Extrait retenu:
::::

La porte d’entrée au judaïsme doit rester ouverte, par Dov Zerah, président du Consistoire de Paris et d’Ile de France

« Le thème de la conversion est un sujet de société très sensible, depuis l’Antiquité. Dans mon propos, la conversion concerne seulement l’adhésion à notre foi et à nos communautés de candidats non-juifs. Le processus de conversion pour l’adoption d’une autre religion est un cheminement personnel. Tous les responsables consistoriaux sont régulièrement interpellés par des fidèles sur leur situation ou celle de leurs enfants : un fils pour sa bar mitsvah, une fille, pour sa bat mitsvah, un mariage…J’ai régulièrement été interrogé, au cours de la dernière campagne électorale sur ce sujet…interrogé sur des cas particuliers.




Dans le judaïsme, qui n’est plus prosélyte depuis dix-huit siècles, « est juif celui qui est né d’une mère juive ou a été converti selon la halakha, la loi juive ».



De tous les graves défis et les problèmes auxquels est confronté aujourd’hui le judaïsme, en Israël et peut être plus en diaspora, celui de la conversion constitue sans doute l’un des plus complexes et des plus difficiles à trancher.



Faut-il accepter d’ouvrir largement les portes, de faire preuve de souplesse et de faciliter au maximum l’entrée de ces nouveaux-venus au sein de notre peuple ?



Ou alors, dans le souci légitime et compréhensible, essentiel devrait-on dire, d’être rigoureux, de sauvegarder les bases de notre foi, de préserver l’authenticité de nos convictions, devrait-on manifester prudence et réserves ? Il ne s’agit évidemment pas pour nous de fermer les portes à double tour et de refuser toutes les candidatures et toutes les approches, fussent-elles justes et sincères? Mais d’analyser sérieusement chaque cas et toute candidature, d’en voir les tenants et les aboutissants ?



Il existe au sein des textes du judaïsme des considérations de nature à étayer aussi bien des attitudes foncièrement favorables au prosélytisme que des opinions qui lui sont délibérément hostiles.



Certains parmi les plus grands noms de la tradition juive étaient des descendants de convertis. Ce fut le cas, entre autres, de deux maîtres de la Michna Chemahya et Avtalion ainsi que de rabbi Akiva, maître parmi les maîtres, sans oublier rabbi Meïr, descendant de Néron…Ajoutons à cette liste, le traducteur du Pentateuque en araméen, Onkelos !

::::

Inventaire:
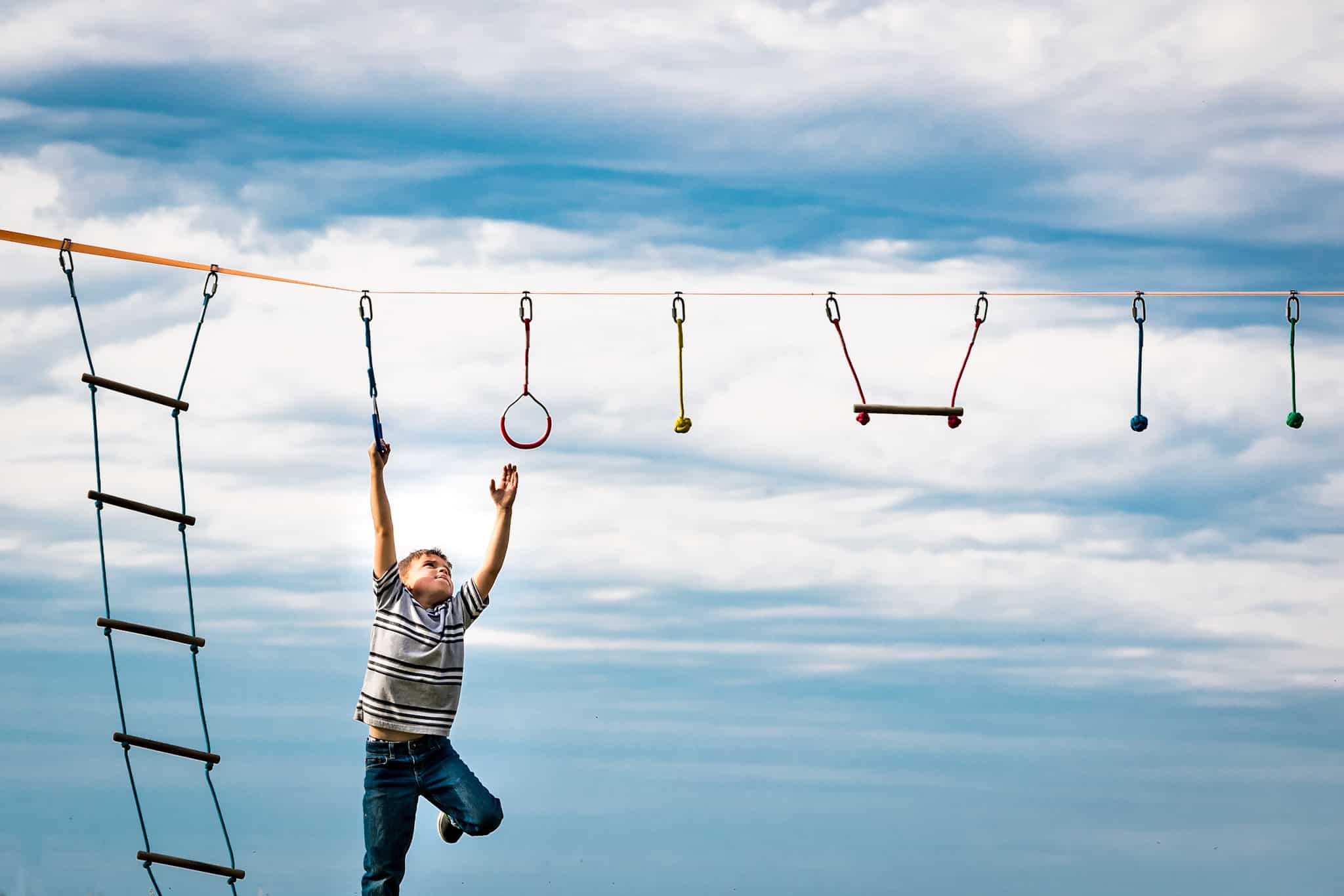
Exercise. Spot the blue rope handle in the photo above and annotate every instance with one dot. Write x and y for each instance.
(373, 383)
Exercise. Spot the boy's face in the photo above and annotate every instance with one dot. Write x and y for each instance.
(430, 579)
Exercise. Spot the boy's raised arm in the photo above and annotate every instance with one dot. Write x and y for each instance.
(503, 497)
(385, 550)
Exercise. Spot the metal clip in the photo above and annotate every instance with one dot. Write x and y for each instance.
(831, 301)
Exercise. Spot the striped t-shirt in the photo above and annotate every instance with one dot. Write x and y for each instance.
(414, 675)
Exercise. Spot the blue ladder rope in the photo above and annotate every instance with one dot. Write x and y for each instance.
(211, 285)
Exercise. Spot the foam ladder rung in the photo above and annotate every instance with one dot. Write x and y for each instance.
(161, 747)
(135, 393)
(191, 864)
(152, 632)
(142, 508)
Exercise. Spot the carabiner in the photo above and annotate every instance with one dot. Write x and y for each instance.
(211, 285)
(831, 300)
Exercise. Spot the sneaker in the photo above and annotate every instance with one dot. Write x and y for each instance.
(448, 829)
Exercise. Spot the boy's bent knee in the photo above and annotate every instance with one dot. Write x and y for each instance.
(490, 821)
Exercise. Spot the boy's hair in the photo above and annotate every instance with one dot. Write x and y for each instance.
(415, 555)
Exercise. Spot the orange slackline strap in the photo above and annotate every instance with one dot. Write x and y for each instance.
(29, 239)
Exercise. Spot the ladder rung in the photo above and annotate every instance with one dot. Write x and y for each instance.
(908, 409)
(152, 632)
(190, 864)
(135, 393)
(161, 747)
(143, 508)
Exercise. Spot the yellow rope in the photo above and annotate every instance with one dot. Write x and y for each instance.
(683, 424)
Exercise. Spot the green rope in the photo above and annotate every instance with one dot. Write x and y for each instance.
(211, 284)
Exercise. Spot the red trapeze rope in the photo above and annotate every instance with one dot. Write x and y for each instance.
(835, 319)
(954, 422)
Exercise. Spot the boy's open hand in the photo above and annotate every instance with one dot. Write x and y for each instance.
(507, 491)
(379, 460)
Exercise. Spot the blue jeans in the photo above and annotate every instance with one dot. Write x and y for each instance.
(397, 774)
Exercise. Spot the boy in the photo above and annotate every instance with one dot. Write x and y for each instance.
(411, 688)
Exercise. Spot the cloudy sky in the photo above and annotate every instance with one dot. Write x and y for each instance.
(782, 653)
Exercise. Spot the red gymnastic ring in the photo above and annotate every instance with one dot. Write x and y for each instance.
(527, 445)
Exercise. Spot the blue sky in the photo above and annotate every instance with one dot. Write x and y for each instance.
(781, 653)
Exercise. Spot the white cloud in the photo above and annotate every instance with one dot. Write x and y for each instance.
(1145, 117)
(1011, 521)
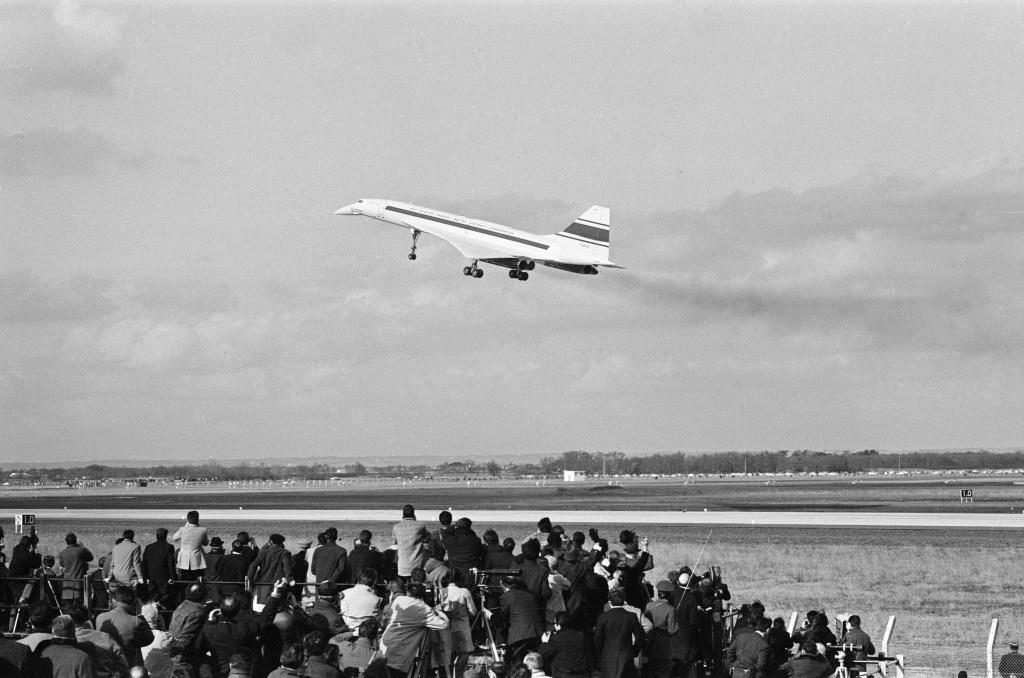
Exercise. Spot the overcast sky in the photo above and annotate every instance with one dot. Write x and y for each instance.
(820, 206)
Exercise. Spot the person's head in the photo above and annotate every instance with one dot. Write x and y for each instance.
(534, 661)
(196, 593)
(242, 662)
(229, 606)
(292, 655)
(41, 615)
(314, 643)
(124, 595)
(370, 629)
(78, 613)
(62, 628)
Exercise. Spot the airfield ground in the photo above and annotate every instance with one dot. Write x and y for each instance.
(944, 585)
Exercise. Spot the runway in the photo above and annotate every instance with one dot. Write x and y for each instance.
(739, 518)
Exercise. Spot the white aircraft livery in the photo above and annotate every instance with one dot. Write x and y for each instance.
(581, 248)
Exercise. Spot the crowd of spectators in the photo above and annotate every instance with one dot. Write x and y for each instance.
(439, 600)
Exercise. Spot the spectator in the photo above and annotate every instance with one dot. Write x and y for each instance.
(75, 560)
(192, 558)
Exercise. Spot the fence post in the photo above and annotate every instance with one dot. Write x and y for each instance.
(989, 646)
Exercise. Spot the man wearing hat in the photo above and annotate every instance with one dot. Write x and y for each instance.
(300, 567)
(663, 618)
(1012, 664)
(809, 664)
(158, 564)
(60, 658)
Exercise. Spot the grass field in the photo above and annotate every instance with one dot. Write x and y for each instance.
(943, 586)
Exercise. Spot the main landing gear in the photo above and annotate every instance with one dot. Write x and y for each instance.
(519, 272)
(416, 237)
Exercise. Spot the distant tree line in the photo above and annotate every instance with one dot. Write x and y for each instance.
(611, 463)
(782, 461)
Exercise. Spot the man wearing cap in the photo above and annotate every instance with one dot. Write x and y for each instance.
(300, 567)
(1012, 664)
(809, 664)
(663, 619)
(412, 538)
(330, 560)
(158, 563)
(749, 653)
(60, 659)
(271, 563)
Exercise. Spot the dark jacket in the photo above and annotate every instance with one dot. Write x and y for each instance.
(522, 612)
(750, 651)
(617, 637)
(568, 652)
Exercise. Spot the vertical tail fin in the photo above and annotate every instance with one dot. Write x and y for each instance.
(592, 227)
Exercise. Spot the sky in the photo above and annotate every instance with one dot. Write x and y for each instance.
(819, 207)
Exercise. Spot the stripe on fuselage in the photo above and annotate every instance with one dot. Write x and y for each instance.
(450, 222)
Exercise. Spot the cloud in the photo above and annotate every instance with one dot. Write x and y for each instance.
(51, 152)
(27, 299)
(61, 47)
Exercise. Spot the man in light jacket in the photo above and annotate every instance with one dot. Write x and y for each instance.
(192, 558)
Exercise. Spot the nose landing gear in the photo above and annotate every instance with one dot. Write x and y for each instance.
(416, 237)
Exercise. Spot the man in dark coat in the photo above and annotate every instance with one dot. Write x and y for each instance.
(158, 564)
(522, 615)
(331, 561)
(749, 653)
(567, 651)
(464, 548)
(365, 555)
(619, 638)
(75, 561)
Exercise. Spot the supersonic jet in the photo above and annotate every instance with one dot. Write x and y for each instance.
(580, 248)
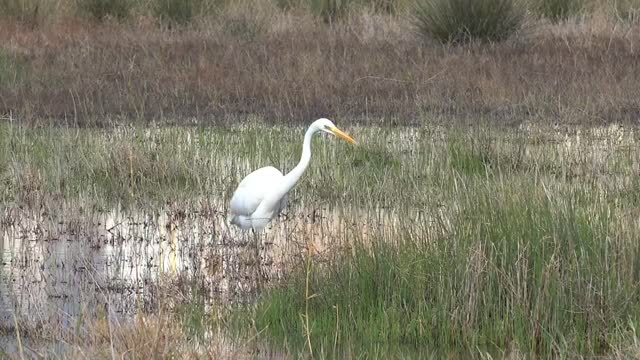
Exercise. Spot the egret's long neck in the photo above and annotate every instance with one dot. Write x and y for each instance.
(294, 175)
(289, 180)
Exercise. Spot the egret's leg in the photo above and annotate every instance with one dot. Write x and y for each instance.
(258, 263)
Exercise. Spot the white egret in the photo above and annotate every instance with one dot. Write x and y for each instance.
(262, 195)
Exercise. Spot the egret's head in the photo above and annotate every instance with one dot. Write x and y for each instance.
(329, 127)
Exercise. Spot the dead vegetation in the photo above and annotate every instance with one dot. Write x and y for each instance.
(288, 67)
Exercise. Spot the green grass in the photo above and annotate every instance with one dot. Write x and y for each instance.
(548, 274)
(102, 9)
(504, 241)
(559, 10)
(460, 21)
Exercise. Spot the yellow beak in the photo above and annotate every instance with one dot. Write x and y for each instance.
(342, 135)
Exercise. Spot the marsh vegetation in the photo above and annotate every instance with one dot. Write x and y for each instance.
(490, 210)
(421, 241)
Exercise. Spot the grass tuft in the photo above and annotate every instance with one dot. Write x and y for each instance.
(30, 12)
(330, 10)
(182, 12)
(459, 21)
(103, 9)
(559, 10)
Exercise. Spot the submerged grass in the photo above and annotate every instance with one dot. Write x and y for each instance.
(506, 242)
(546, 272)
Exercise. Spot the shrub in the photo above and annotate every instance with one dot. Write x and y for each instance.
(559, 10)
(101, 9)
(455, 21)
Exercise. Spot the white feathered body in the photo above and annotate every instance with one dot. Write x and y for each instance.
(254, 190)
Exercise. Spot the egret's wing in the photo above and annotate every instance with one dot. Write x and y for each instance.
(253, 189)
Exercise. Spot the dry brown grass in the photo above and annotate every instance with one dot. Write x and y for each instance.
(290, 67)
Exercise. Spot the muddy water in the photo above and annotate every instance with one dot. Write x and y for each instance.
(57, 266)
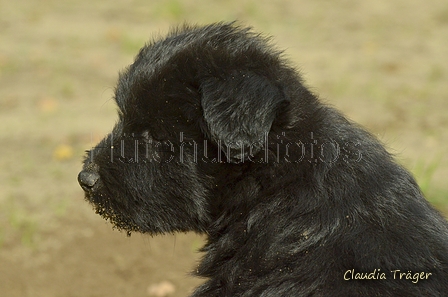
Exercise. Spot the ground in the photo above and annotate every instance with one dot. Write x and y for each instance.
(383, 63)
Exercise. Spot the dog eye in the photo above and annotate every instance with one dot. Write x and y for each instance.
(146, 136)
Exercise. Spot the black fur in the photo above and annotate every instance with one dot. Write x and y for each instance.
(218, 135)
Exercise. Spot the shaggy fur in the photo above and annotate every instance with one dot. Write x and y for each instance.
(218, 135)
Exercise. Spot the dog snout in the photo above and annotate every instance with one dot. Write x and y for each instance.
(87, 179)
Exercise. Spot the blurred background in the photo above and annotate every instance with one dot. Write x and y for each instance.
(384, 63)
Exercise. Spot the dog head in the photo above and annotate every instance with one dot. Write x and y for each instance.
(203, 97)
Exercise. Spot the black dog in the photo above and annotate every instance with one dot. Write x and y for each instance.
(218, 135)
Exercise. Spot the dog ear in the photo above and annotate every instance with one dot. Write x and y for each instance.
(239, 110)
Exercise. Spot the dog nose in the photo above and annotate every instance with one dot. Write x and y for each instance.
(87, 179)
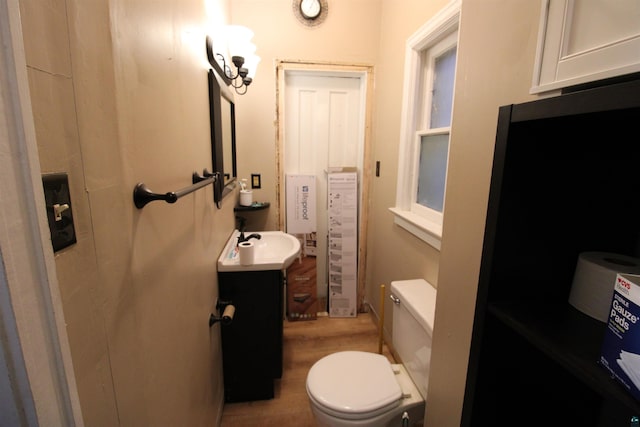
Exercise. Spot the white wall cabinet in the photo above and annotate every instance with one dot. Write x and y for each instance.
(585, 41)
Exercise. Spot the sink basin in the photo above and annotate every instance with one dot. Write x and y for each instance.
(275, 250)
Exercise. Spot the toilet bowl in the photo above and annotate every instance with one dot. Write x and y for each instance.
(356, 388)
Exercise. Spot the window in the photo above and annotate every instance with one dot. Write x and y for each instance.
(430, 65)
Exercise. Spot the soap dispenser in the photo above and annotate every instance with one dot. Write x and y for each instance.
(246, 195)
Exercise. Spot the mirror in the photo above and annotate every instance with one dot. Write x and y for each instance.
(223, 136)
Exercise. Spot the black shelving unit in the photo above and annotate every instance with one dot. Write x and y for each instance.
(565, 180)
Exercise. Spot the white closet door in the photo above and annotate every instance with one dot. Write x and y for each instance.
(323, 129)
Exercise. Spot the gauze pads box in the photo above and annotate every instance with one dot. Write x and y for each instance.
(620, 353)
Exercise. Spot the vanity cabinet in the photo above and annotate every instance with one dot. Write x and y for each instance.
(564, 181)
(252, 342)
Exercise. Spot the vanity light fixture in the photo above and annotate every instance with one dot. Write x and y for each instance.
(243, 57)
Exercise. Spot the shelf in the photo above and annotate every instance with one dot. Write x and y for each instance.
(255, 206)
(569, 337)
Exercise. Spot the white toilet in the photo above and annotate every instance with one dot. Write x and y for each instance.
(356, 388)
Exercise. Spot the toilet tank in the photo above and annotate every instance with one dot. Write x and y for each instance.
(413, 314)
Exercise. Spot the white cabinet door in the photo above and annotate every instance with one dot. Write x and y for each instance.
(582, 41)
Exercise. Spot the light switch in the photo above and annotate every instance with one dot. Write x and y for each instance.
(59, 214)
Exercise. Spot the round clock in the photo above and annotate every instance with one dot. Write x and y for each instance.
(310, 12)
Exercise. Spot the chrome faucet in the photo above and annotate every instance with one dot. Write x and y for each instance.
(241, 237)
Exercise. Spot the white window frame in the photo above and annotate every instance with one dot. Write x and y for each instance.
(424, 223)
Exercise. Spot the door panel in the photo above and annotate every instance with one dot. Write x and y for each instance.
(323, 129)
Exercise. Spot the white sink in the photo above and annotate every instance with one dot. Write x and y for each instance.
(275, 250)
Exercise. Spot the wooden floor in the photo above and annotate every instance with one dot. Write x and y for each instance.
(304, 343)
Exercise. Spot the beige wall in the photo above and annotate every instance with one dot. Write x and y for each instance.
(495, 65)
(119, 93)
(120, 96)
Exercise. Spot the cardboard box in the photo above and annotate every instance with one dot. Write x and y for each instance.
(302, 290)
(342, 192)
(620, 353)
(301, 204)
(302, 287)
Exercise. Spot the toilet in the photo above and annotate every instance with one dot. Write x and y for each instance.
(356, 388)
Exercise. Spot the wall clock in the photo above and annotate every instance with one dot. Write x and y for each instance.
(310, 12)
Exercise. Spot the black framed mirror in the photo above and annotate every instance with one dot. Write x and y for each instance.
(223, 136)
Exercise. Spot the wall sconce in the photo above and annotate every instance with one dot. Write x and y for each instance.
(243, 57)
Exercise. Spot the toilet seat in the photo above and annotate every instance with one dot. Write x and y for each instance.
(353, 384)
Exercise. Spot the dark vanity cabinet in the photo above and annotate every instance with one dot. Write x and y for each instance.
(565, 180)
(252, 342)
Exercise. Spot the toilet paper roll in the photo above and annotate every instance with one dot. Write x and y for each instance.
(594, 280)
(246, 252)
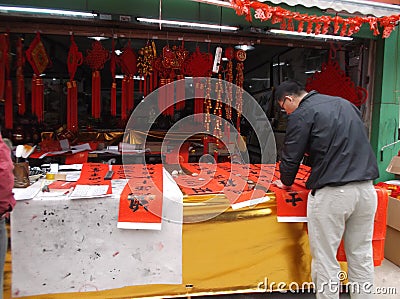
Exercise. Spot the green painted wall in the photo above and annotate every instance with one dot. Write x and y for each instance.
(386, 98)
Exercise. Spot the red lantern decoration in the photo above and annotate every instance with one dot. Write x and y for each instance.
(6, 84)
(128, 63)
(197, 65)
(279, 15)
(39, 60)
(113, 66)
(75, 59)
(96, 58)
(20, 78)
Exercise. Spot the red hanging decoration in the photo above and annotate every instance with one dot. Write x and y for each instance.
(3, 62)
(8, 105)
(20, 78)
(145, 61)
(180, 92)
(240, 57)
(198, 64)
(39, 60)
(229, 54)
(9, 111)
(128, 63)
(170, 66)
(265, 12)
(95, 59)
(113, 65)
(331, 80)
(75, 59)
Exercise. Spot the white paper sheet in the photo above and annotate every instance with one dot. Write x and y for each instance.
(74, 245)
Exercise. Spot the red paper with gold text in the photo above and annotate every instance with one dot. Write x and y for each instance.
(93, 174)
(140, 205)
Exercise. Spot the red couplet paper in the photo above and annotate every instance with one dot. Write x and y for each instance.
(93, 174)
(140, 205)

::::

Objectif énoncé 1:
Recopiez fidèlement le passage de l'extrait retenu qui commence par les mots « Il existe au » et se termine par les mots « araméen, Onkelos ! ».
Objectif énoncé 2:
D'après le texte sur la conversion au judaïsme, depuis combien de siècles le judaïsme n'est-il plus prosélyte ?
Le matériel n'intervient d'aucune façon dans ce travail.

Résultat attendu 1:
Il existe au sein des textes du judaïsme des considérations de nature à étayer aussi bien des attitudes foncièrement favorables au prosélytisme que des opinions qui lui sont délibérément hostiles.



Certains parmi les plus grands noms de la tradition juive étaient des descendants de convertis. Ce fut le cas, entre autres, de deux maîtres de la Michna Chemahya et Avtalion ainsi que de rabbi Akiva, maître parmi les maîtres, sans oublier rabbi Meïr, descendant de Néron…Ajoutons à cette liste, le traducteur du Pentateuque en araméen, Onkelos !

Résultat attendu 2:
Depuis dix-huit siècles.